"""
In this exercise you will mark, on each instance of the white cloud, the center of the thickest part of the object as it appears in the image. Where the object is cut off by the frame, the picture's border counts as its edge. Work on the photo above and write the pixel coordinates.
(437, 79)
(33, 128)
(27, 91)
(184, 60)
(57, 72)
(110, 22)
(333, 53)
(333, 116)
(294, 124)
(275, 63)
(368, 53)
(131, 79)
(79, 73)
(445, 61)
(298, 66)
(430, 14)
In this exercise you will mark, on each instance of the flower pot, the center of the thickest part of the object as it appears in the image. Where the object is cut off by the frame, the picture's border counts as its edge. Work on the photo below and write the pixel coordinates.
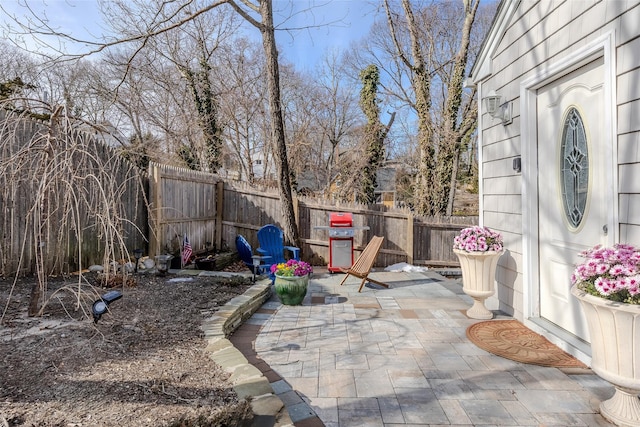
(615, 348)
(291, 290)
(478, 277)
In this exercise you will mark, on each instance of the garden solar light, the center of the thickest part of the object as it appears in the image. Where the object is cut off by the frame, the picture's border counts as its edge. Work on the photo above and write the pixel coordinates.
(137, 254)
(162, 263)
(101, 306)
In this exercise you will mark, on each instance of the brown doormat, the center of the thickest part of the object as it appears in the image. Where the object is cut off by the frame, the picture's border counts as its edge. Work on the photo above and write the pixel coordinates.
(512, 340)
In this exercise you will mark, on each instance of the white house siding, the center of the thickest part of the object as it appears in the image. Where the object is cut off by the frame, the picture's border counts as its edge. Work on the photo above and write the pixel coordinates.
(539, 34)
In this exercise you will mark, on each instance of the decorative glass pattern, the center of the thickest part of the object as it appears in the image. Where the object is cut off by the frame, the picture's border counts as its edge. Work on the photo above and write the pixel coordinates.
(574, 169)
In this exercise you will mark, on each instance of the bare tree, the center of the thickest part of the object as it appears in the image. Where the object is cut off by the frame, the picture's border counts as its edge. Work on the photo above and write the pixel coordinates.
(374, 134)
(264, 23)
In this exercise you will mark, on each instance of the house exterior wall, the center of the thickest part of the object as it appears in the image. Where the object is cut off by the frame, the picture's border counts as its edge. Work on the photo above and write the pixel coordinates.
(540, 33)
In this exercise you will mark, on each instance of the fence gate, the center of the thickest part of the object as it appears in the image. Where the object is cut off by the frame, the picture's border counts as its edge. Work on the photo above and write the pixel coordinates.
(182, 202)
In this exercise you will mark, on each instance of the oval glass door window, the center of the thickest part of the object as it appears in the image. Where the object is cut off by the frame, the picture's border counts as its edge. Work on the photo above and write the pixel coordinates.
(574, 169)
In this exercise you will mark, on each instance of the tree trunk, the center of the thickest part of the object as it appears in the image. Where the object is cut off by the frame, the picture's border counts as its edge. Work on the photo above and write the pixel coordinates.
(277, 123)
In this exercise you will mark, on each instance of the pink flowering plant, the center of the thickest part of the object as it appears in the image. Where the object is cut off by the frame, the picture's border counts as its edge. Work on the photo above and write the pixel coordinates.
(611, 273)
(478, 239)
(292, 268)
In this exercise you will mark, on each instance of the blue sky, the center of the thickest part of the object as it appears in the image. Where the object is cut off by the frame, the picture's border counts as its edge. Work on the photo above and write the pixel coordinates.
(339, 23)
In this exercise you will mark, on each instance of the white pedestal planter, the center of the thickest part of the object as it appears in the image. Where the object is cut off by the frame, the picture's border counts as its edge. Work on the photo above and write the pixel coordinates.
(478, 277)
(615, 348)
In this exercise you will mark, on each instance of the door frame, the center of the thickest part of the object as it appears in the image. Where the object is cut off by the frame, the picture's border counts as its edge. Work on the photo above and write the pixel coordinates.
(603, 46)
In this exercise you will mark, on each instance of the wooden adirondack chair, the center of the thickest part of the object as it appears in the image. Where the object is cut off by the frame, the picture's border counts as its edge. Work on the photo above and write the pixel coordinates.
(271, 240)
(246, 255)
(362, 267)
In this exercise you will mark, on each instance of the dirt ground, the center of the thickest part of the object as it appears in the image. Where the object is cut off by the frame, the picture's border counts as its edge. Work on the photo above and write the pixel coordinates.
(141, 364)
"""
Exercise goal: What's needed is every line above, retyped exactly and free of pictures.

Written solution:
In this exercise you will mark, on each instance of the white cloud, the center of the thickest part of the object as it appears in the image. Where the object is cut off by the frame, the picture's border counts as its edge. Work on the photo above and write the pixel coordinates.
(437, 79)
(33, 128)
(27, 91)
(184, 60)
(57, 72)
(110, 22)
(333, 53)
(333, 116)
(294, 124)
(275, 63)
(368, 53)
(131, 79)
(79, 73)
(445, 61)
(298, 66)
(430, 14)
In this exercise you will mark, on each instance of the flower pot, the center of the thickest part of the object as it appears in the image. Where the object is cut off by the frame, the picture's border counts as its edge. Work on the photo below and write the pixel coordinates.
(615, 348)
(291, 290)
(478, 277)
In this exercise you will mark, on each instance of the garden solar light, the center of the thickest part of the object as it appears in the image. Where the object is cut off by the frame, the picture's border counts as its edge. Work on the photo above and write the pixel coordinates.
(137, 254)
(162, 263)
(101, 306)
In this exercise you will mark, on each instance of the brown doormat, the center of the thickest part of the object as it appears in the image. Where the object is cut off by the frame, the picture's border counts as its edge. Work on the photo above and write the pixel coordinates.
(512, 340)
In this exercise you will mark, on each instance of the white house siding, the center of the thickest part of the object as it appears in the image. Where the object is cut off by the frame, the picture's border counts as its edge. Work on the photo above and write the pixel coordinates.
(539, 34)
In this exercise you will mark, on each instance of the decorative glass pattern, the center of the thickest part of the object as it appears in the image. Where the object is cut off by the frame, the picture's border counts as its edge. Work on the photo above and write the pixel coordinates.
(574, 169)
In this exercise you will mark, on each instance of the bare tree, the center of the thickest part of the object as it appears in the image. Where the object is cut off by the frame, the picture's border counts as its edge. Work on the photo above and write the pixel coordinates.
(374, 134)
(264, 23)
In this exercise you will mark, on each instance of the house exterior wall, the center of the thickest part of the object as it appears in the image. Where the object is cut off by the frame, the picture's border counts as its edge. Work on the photo above and write the pixel coordinates.
(540, 33)
In this exercise you will mark, on each instance of the fence gate, the center of the thickest part of the object as it appears in the image. Where the object is cut off by the frame, the picture's border counts as its edge. Work on the photo above and write the pixel coordinates.
(182, 202)
In this exercise you will mark, on each instance of the oval glass door window, the center of the thickest part of the object as it appears in the image. Where the object is cut off by the frame, the picture's border counts as its edge. Work on the photo above and write the pixel coordinates.
(574, 169)
In this exercise you will mark, on each instance of the tree trunk, the center of the thickest part of the object as it appears in the image. Where the object is cut off by the frame, the picture's border counts as its edge. Work on the photo above and write the pixel coordinates.
(277, 123)
In this exercise you will mark, on each instance of the pink flowering plant, the center of the thickest part of the object as it appears in the image. Where the object is cut off by the frame, the picture's border counts as its edge. Work on the photo above and write the pixel coordinates.
(611, 273)
(478, 239)
(292, 268)
In this exercise you will mark, on each instance of the blue sky, the center of the thickest part of the object as it appears in the image. Where the object is cut off by the frame, the picture's border counts as its edge. Work on the photo above and write the pixel coordinates.
(339, 23)
In this exercise you will mark, on each instance of the white pedestal planter, the center of the thickest part of the object as it appears in the image. Where the object is cut off by the frame, the picture's border counts as its edge. Work on the photo above and write the pixel coordinates.
(478, 277)
(615, 348)
In this exercise you will mark, on each instance of the door frame, the center of the thickest part of the object as it appears in the image. Where the object is cut off by the frame, the picture's border counts as its edge. Work on the photo above and write the pixel coordinates.
(603, 46)
In this exercise you will mark, on each instance of the wooden adirondack chair, the center of the thickest part of the object as it appears in the image. Where the object is cut off by the frame, the picture's border counts as its edge. Work on the photo above and write the pixel coordinates.
(271, 240)
(246, 255)
(362, 267)
In this exercise you will mark, on each instance of the dirt ground, the center of the thickest part of the object as it appears in the image. Where the object is cut off by the frame, the picture's border counts as its edge. Work on the photo above and write the pixel coordinates.
(141, 364)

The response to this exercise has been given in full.